==== Texte à lire

12. Le 31 décembre 2008, le président de la chambre de l’instruction de la cour d’appel de Reims dit n’y avoir lieu de saisir la chambre de cet appel, en raison de l’irrecevabilité de la requête pour défaut de qualité à agir de Me L.

13. Par une ordonnance du 29 juin 2009, le juge d’instruction dit n’y avoir lieu à suivre la plainte, tout en déclarant irrecevables les observations présentées par Me L. le 23 juillet 2008. Il releva que, à la date du dépôt de ces observations, le requérant n’avait pas encore fait de déclaration au greffier du juge d’instruction pour désigner Me L., mais qu’il avait finalement satisfait aux formalités de désignation à la suite de l’ordonnance d’irrecevabilité rendue le 14 août 2008. Le juge d’instruction indiqua ensuite que malgré cette désignation, et alors qu’il était encore dans les délais, Me L. n’avait pas réitéré ses observations dans les formes requises par les dispositions du code de procédure pénale.

14. Le requérant interjeta appel de cette ordonnance.

15. Dans ses réquisitions du 23 septembre 2009, versées au dossier, le parquet général conclut à l’irrecevabilité de l’appel de l’ordonnance de non-lieu, faute pour Me L. d’avoir qualité pour agir en raison des conditions de sa désignation.

16. Par un arrêt du 23 novembre 2009, la chambre de l’instruction déclara l’appel irrecevable, en motivant sa décision comme suit :

« Attendu que cet appel a été interjeté par Me L., se disant avocat de la partie civile;

(...)

========

** Tâches **
1. Résumez en deux phrases le texte sur la procédure d'appel.
2. Poursuivez, s'il vous plaît, le texte sur la procédure d'appel en reprenant juste après les mots « se disant avocat de la partie civile; ».
La liste qui suit constitue un document distinct du texte sur la procédure d'appel.

==== Données extraites

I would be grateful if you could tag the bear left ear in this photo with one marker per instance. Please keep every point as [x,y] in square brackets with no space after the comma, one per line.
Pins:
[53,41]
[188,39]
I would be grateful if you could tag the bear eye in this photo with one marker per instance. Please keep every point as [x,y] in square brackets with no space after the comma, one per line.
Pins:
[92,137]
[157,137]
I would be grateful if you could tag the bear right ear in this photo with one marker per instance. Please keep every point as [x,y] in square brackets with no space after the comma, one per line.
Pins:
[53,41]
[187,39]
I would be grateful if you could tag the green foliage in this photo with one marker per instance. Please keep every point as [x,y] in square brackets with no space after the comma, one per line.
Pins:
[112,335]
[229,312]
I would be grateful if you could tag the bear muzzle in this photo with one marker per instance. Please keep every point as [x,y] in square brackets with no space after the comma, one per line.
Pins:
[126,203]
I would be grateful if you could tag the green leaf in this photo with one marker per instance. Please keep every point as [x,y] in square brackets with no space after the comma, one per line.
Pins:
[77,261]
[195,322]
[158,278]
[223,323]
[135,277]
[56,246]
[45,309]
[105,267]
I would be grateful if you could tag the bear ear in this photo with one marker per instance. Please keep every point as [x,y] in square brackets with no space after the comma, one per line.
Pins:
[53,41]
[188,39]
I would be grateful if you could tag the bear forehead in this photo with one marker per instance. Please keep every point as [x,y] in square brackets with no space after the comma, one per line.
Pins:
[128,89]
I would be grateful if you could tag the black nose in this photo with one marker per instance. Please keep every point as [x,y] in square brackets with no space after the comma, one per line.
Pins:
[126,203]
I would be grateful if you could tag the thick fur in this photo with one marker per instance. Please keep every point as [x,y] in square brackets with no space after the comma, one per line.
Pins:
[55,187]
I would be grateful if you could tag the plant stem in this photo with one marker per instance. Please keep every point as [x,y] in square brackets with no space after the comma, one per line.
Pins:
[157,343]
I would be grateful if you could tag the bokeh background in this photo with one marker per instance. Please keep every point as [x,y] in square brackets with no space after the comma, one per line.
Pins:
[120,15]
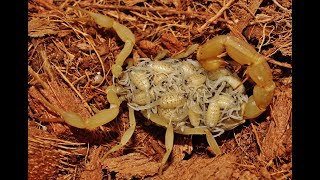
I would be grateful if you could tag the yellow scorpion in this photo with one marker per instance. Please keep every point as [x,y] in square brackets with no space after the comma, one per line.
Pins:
[207,55]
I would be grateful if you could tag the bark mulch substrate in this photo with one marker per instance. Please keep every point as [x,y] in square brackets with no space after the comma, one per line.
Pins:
[66,50]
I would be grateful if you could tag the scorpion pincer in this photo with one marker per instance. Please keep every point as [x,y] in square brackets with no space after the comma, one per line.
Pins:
[184,96]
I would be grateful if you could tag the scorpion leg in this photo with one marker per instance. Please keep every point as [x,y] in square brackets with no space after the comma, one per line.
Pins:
[169,137]
[169,144]
[258,69]
[124,33]
[127,134]
[155,118]
[200,131]
[99,119]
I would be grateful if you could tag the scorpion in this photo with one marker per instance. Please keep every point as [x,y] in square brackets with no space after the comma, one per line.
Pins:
[184,96]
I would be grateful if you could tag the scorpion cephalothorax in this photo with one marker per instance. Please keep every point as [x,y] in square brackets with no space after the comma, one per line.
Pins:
[180,91]
[184,96]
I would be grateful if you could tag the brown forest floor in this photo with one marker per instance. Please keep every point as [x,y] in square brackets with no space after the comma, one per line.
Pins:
[67,49]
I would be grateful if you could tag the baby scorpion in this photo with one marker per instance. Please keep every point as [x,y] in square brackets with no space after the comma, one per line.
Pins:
[208,97]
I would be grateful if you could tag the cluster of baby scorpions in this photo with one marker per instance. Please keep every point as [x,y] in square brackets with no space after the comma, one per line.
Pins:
[185,96]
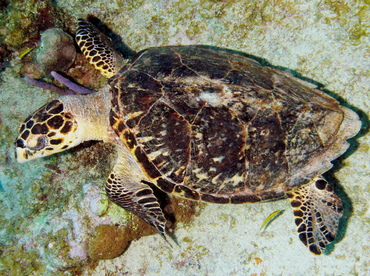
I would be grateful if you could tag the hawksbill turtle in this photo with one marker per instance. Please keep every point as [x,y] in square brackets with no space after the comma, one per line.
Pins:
[206,124]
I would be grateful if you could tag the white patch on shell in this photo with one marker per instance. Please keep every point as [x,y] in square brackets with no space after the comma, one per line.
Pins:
[145,139]
[218,159]
[212,99]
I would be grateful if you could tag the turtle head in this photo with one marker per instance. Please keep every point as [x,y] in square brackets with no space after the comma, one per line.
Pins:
[49,130]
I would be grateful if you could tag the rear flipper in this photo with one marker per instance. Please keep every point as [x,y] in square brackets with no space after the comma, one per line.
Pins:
[317,210]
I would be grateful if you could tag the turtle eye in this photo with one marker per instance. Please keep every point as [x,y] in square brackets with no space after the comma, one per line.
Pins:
[42,142]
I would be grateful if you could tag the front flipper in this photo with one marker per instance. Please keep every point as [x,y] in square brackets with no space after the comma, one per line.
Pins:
[126,187]
[317,210]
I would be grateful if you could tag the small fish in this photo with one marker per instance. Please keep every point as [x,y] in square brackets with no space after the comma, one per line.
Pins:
[270,219]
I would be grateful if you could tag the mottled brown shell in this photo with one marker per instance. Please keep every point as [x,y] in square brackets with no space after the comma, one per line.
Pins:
[214,125]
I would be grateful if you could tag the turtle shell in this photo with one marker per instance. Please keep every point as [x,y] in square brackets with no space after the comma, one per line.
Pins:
[212,124]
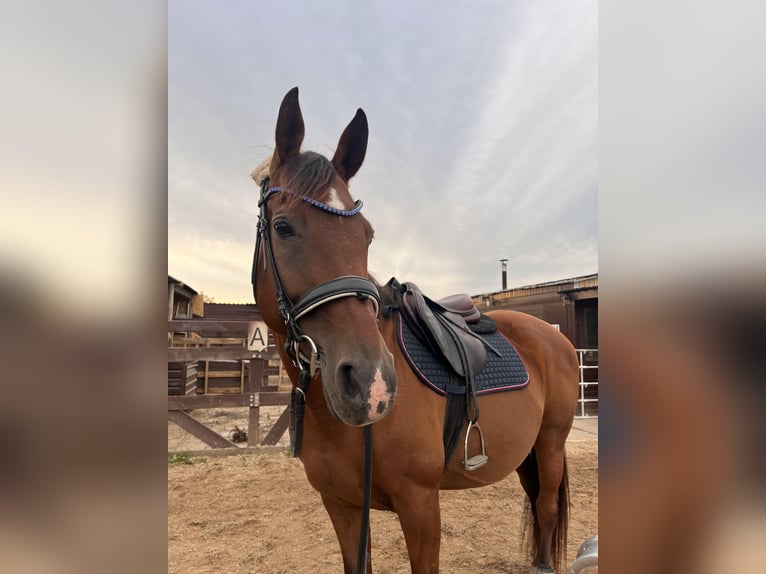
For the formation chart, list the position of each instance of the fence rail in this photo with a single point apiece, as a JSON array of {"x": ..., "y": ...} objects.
[
  {"x": 587, "y": 403},
  {"x": 224, "y": 342}
]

========

** Résultats **
1. Le 31 décembre 2008, le président de la chambre de l'instruction refusa de saisir la chambre, faute de qualité à agir de Me L., puis le juge d'instruction, dans une ordonnance de non-lieu du 29 juin 2009, déclara irrecevables ses observations du 23 juillet 2008, relevant qu'après sa désignation il ne les avait pas réitérées dans les formes requises. Le requérant fit appel, le parquet général conclut à l'irrecevabilité faute pour Me L. d'avoir qualité pour agir, et la chambre de l'instruction déclara l'appel irrecevable par un arrêt du 23 novembre 2009.

2.
Que, sans doute, le magistrat instructeur indiquait dans l’ordonnance de non-lieu, qu’en dépit d’une ordonnance d’irrecevabilité soulevant ce problème le 14 août 2008, [le requérant] avait satisfait aux formalités de désignation ... ;

Que toutefois cette analyse est erronée ; qu’en effet, l’article 115 du code de procédure pénale, dont les dispositions ont été à maintes reprises rappelées, énonce en son deuxième alinéa : « Sauf lorsqu’il s’agit de la première désignation d’un avocat par une partie ou lorsque la désignation intervient au cours d’un interrogatoire ou d’une audition, le choix effectué par les parties en application de l’alinéa précédent doit faire l’objet d’une déclaration au greffier du juge d’instruction. La déclaration doit être constatée et datée par le greffier qui la signe ainsi que la partie concernée. ... Lorsque la partie ne réside pas dans le ressort de la juridiction compétente, la déclaration au greffier peut être faite par lettre recommandée avec demande d’avis de réception » ;

Attendu qu’à défaut de respect des formes exigées par la loi, la désignation de l’avocat est irrégulière ; que [le requérant] résidant dans le ressort du tribunal de grande instance de Châlons-en-Champagne, il ne pouvait procéder à la désignation d’un nouvel avocat par lettre recommandée avec accusé réception ; que la désignation de Me L. demeure contraire au vœu de la loi ; que cette irrégularité ne saurait être couverte par les motifs erronés de l’ordonnance critiquée ; qu’il ne s’agit pas là d’une nullité susceptible d’être couverte par un acte ultérieur, mais de la validité intrinsèque de l’acte lui-même ; qu’en conséquence, il résulte des dispositions des articles 115 et 502 du code de procédure pénale, que l’appel est irrecevable faute pour Me L. d’avoir qualité à agir (...) »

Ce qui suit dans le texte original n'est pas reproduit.